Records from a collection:
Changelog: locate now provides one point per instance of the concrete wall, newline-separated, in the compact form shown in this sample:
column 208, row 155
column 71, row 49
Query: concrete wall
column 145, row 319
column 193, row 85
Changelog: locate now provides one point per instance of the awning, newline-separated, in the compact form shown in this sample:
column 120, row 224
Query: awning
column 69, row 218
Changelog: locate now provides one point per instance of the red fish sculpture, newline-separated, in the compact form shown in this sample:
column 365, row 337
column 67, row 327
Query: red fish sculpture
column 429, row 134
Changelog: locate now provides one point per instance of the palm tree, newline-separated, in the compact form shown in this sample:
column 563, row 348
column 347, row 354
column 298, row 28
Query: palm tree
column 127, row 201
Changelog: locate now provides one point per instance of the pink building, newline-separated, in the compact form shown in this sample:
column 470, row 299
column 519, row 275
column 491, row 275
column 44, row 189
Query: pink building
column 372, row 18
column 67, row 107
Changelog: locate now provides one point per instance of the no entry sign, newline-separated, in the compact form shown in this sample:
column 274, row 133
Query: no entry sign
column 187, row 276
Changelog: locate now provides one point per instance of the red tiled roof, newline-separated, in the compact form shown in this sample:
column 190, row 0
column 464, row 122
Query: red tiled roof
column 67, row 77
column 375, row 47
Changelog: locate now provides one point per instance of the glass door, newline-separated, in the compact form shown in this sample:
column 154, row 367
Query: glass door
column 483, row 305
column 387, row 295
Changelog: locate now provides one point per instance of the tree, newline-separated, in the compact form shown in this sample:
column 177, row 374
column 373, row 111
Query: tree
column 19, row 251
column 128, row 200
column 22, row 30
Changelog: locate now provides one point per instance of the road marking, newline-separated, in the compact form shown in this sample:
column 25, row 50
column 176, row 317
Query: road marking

*Do this*: From the line containing "of the pink" down to the final line of the data, write out every line exactly; both the first and last of these belong in your answer, and nothing else does.

*Full response*:
Changelog: locate now provides one point per instance of the pink building, newline-separated, in the compact form shown in this sample:
column 470, row 299
column 519, row 275
column 491, row 275
column 44, row 189
Query: pink building
column 372, row 18
column 67, row 107
Changelog: locate now provides one point per instance of the no entry sign, newline-separated, in the compact form shown in this sample:
column 274, row 133
Query: no entry sign
column 187, row 276
Changelog: locate now provides one point per instance of the red tiled roof, newline-separated, in the compact form shown in this sample:
column 190, row 0
column 464, row 122
Query: red tiled roof
column 67, row 77
column 375, row 47
Changelog: locate now provides one point per instance of the glass door, newline-separated, in the compact form shown in this sample:
column 154, row 367
Query: glass door
column 483, row 305
column 387, row 295
Changelog: locate now provides one point per instance of the tree, newline-separated, in the compact form shown in this sample:
column 177, row 374
column 373, row 111
Query: tree
column 19, row 251
column 128, row 200
column 22, row 30
Changelog: locate now provides one point per instance of the road marking, newline-separated, in the compact form shown in this sample:
column 25, row 50
column 176, row 317
Query: road marking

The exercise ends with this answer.